• _Source document_
- - -

Article Text

Download PDFPDF

A new method for autozygosity mapping using single nucleotide polymorphisms (SNPs) and ExcludeAR
  1. C G Woods1,
  2. E M Valente2,
  3. J Bond1,
  4. E Roberts1
  1. 1Molecular Medicine Unit, St James’s University Hospital, Leeds, UK
  2. 2IRCCS CSS, San Giovanni Rotondo and CSS Mendel, Rome, Italy
  1. Correspondence to:
 C G Woods
 Molecular Medicine Unit, Clinical Sciences Building, St James’s University Hospital, Beckett Street, Leeds LS9 7TF, UK;

Statistics from

The development of a silicon chip, such as the Affymetrix 10K Xba 131, bearing sufficient oligonucleotides to analyse 10 913 single nucleotide polymorphisms (SNPs) presents a new method for seeking autosomal recessive loci.1 This letter describes a practical strategy to analyse the data output of such an “SNP-chip” for this purpose.

- - -

• _Extracted material_
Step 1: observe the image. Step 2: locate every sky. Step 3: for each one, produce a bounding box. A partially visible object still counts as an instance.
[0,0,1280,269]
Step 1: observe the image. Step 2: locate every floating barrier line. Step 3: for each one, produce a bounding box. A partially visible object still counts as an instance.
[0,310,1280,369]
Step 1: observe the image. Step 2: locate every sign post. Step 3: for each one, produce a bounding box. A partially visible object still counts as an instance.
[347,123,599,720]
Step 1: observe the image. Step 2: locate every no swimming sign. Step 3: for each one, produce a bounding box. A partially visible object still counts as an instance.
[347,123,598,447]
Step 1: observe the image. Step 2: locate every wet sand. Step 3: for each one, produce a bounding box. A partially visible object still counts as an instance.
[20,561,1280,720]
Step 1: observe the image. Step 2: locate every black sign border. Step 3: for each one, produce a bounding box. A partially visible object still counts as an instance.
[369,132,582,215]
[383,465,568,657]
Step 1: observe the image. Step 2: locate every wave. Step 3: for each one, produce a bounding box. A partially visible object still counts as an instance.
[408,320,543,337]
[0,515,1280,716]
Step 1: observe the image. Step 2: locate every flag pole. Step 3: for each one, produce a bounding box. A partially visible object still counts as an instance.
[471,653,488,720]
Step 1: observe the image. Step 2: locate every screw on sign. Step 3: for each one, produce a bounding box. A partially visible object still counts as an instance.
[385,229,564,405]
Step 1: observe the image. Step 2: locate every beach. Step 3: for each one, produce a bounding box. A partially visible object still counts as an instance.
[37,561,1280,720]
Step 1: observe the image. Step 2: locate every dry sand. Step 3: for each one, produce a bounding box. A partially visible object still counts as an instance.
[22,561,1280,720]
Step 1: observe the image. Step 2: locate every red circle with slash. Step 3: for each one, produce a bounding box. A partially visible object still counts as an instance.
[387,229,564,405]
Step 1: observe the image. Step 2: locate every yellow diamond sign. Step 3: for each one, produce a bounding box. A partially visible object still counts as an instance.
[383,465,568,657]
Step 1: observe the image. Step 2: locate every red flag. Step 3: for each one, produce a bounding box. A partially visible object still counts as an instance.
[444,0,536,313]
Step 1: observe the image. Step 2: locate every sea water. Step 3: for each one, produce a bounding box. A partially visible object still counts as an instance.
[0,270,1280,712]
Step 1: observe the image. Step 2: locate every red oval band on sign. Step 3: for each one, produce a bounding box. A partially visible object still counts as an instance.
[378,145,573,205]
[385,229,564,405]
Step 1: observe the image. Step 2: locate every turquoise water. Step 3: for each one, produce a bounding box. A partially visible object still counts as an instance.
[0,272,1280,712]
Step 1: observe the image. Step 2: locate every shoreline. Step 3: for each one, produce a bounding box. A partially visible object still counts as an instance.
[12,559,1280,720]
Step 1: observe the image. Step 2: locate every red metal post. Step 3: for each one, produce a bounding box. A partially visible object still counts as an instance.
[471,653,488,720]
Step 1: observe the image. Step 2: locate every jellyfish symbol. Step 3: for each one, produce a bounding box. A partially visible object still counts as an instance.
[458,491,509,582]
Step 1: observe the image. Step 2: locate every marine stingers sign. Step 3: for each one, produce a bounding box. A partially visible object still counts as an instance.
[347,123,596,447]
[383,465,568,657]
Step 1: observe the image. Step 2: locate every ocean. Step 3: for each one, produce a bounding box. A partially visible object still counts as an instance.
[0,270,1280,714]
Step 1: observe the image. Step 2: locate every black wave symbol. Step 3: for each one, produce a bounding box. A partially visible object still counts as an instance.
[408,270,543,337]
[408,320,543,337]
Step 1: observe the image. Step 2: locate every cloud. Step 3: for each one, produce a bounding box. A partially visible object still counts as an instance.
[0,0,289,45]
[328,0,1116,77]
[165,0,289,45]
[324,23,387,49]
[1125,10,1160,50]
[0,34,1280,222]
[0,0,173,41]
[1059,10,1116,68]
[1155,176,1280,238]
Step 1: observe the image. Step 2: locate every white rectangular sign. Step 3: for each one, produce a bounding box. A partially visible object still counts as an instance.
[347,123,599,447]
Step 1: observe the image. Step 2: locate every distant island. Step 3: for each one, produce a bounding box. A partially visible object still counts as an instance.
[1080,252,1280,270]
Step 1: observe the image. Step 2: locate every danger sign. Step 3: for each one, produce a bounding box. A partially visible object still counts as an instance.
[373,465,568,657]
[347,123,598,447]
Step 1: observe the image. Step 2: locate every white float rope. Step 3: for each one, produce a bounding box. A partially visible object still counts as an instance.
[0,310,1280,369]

- - -

• _What you are asked to do_
Rewrite the part of the article on autozygosity mapping that opens with the words "Statistics from" and closes with "for this purpose.", replacing "strategy" with "approach".

• _Task output_
Statistics from

The development of a silicon chip, such as the Affymetrix 10K Xba 131, bearing sufficient oligonucleotides to analyse 10 913 single nucleotide polymorphisms (SNPs) presents a new method for seeking autosomal recessive loci.1 This letter describes a practical approach to analyse the data output of such an “SNP-chip” for this purpose.